Ketiga, upaya kuratif yang dilakukan pemerintah juga belum optimal. Sejauh ini, pemerintah lebih banyak melakukan upaya kuratif (penyembuhan). Seperti menyediakan rumah sakit darurat, membeli jutaan obat, serta memesan 105.000 Alat Pelindung Diri (APD) dari Cina.
Meski begitu masih banyak keluhan terbatasnya APD yang tersedia di RS rujukan. Bahkan tidak sedikit tenaga medis memakai jas hujan sebagai APD. 
 
Pemerintah juga membeli alat tes kesehatan yang juga didatangkan dari Cina. Tujuannya untuk melakukan tes massal dengan rapid test. Padahal tingkat sensitivitas rapid test hanya berkisar 36%. Sebab, rapid test tidak untuk mendeteksi virus Covid-19 tapi zat antibodinya. 
 
Upaya preventif yang terlambat dan upaya kuratif yang belum optimal inilah yang mengindikasikan negara memang tidak siap menghadapi pandemi Covid-19. Ketidaksiapan ini diperparah dengan keengganan melakukan lockdown atau mengunci wilayah terdampak. Alhasil, eksodus warga dari zona merah dengan melakukan mudik dini berpotensi meningkatkan penyebaran Covid-19. 
 
Di satu sisi, penanganan lamban dan edukasi minim membuat sinergitas seluruh elemen masyarakat kurang terjalin. Disinformasi hingga tumbangnya puluhan tenaga kesehatan menjadi bukti bahwa negara tidak mampu dan tidak siap mengatasi penyebaran virus conona ini.

::::

RINCIAN LATIHAN → Tuliskan kembali seluruh teks tentang penanganan Covid-19 oleh pemerintah tanpa mengubah satu kata pun. Gunakan hanya teks di atas sebagai sumber.

Data yang dikumpulkan →
::::

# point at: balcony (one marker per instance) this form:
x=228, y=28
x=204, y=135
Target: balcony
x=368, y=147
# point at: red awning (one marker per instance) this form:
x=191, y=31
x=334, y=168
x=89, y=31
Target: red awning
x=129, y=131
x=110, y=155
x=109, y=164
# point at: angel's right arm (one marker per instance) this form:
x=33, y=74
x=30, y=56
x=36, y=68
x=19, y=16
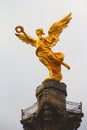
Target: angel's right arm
x=25, y=37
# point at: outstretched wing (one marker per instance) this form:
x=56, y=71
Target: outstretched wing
x=28, y=39
x=56, y=29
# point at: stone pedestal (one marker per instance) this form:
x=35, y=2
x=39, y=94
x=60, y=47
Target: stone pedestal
x=53, y=92
x=51, y=112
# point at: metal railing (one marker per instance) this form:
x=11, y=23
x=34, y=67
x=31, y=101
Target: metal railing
x=70, y=107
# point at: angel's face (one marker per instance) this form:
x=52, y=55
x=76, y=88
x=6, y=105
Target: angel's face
x=39, y=32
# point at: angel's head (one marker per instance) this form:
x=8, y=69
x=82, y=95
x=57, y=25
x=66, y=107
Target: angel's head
x=39, y=32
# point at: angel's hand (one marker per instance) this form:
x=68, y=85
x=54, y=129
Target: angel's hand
x=19, y=29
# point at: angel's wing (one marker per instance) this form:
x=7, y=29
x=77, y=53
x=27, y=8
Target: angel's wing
x=27, y=39
x=56, y=29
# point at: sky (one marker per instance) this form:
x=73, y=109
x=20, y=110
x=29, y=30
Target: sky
x=21, y=71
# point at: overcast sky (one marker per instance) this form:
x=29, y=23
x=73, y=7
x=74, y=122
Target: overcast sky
x=20, y=70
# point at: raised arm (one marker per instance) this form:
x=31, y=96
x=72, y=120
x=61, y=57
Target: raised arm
x=22, y=35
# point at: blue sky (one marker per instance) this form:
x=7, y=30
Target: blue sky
x=20, y=70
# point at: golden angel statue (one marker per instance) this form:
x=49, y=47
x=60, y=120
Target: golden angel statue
x=52, y=60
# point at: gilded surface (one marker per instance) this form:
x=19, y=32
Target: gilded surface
x=52, y=60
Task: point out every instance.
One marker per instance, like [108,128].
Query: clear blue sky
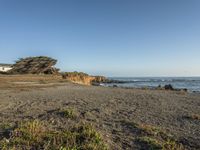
[107,37]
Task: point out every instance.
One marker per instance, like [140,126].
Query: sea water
[190,83]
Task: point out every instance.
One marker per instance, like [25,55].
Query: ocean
[190,83]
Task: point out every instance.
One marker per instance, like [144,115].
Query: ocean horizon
[192,84]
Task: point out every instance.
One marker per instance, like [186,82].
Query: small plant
[37,135]
[69,113]
[193,117]
[151,143]
[171,145]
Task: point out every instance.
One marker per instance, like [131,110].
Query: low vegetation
[69,113]
[38,135]
[193,117]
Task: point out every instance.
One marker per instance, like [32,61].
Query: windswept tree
[35,65]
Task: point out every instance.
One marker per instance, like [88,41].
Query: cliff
[83,78]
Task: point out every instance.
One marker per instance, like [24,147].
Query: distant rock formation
[35,65]
[83,78]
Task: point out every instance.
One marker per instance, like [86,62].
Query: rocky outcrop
[83,78]
[35,65]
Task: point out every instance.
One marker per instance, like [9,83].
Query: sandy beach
[120,115]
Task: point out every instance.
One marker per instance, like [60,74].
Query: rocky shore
[124,118]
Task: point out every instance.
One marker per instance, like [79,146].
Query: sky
[126,38]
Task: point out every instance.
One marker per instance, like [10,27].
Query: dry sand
[108,109]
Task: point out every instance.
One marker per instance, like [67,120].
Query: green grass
[36,135]
[150,143]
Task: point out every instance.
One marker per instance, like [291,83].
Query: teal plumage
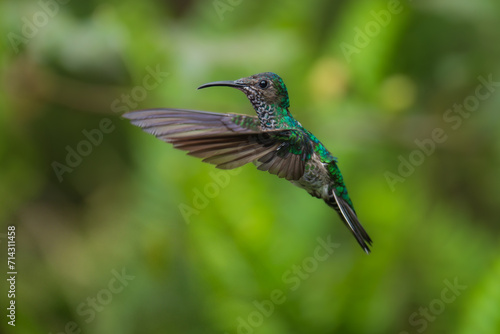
[274,141]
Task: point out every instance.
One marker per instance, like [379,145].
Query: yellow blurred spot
[328,79]
[397,93]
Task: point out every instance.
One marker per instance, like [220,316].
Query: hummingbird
[273,140]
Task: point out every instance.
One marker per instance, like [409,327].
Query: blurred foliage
[67,65]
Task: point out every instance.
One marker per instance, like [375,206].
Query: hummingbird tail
[350,219]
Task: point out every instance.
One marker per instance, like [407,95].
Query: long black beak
[222,83]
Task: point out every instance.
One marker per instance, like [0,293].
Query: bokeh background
[369,78]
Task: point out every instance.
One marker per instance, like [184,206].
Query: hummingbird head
[264,90]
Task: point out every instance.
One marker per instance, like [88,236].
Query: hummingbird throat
[265,112]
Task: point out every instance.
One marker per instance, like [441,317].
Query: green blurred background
[369,78]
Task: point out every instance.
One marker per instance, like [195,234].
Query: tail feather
[350,219]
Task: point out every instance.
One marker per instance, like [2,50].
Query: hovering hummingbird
[273,140]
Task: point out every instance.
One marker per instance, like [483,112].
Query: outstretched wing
[228,140]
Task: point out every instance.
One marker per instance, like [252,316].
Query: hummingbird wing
[228,140]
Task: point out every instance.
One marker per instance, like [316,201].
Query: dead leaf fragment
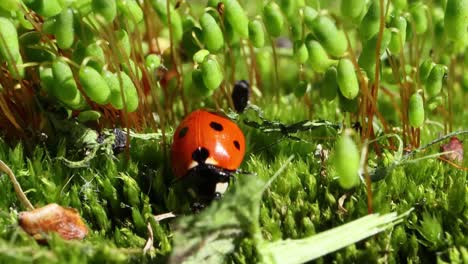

::::

JAWABAN LATIHAN →
Ketiga, upaya kuratif yang dilakukan pemerintah juga belum optimal. Sejauh ini, pemerintah lebih banyak melakukan upaya kuratif (penyembuhan). Seperti menyediakan rumah sakit darurat, membeli jutaan obat, serta memesan 105.000 Alat Pelindung Diri (APD) dari Cina.
Meski begitu masih banyak keluhan terbatasnya APD yang tersedia di RS rujukan. Bahkan tidak sedikit tenaga medis memakai jas hujan sebagai APD. 
 
Pemerintah juga membeli alat tes kesehatan yang juga didatangkan dari Cina. Tujuannya untuk melakukan tes massal dengan rapid test. Padahal tingkat sensitivitas rapid test hanya berkisar 36%. Sebab, rapid test tidak untuk mendeteksi virus Covid-19 tapi zat antibodinya. 
 
Upaya preventif yang terlambat dan upaya kuratif yang belum optimal inilah yang mengindikasikan negara memang tidak siap menghadapi pandemi Covid-19. Ketidaksiapan ini diperparah dengan keengganan melakukan lockdown atau mengunci wilayah terdampak. Alhasil, eksodus warga dari zona merah dengan melakukan mudik dini berpotensi meningkatkan penyebaran Covid-19. 
 
Di satu sisi, penanganan lamban dan edukasi minim membuat sinergitas seluruh elemen masyarakat kurang terjalin. Disinformasi hingga tumbangnya puluhan tenaga kesehatan menjadi bukti bahwa negara tidak mampu dan tidak siap mengatasi penyebaran virus conona ini.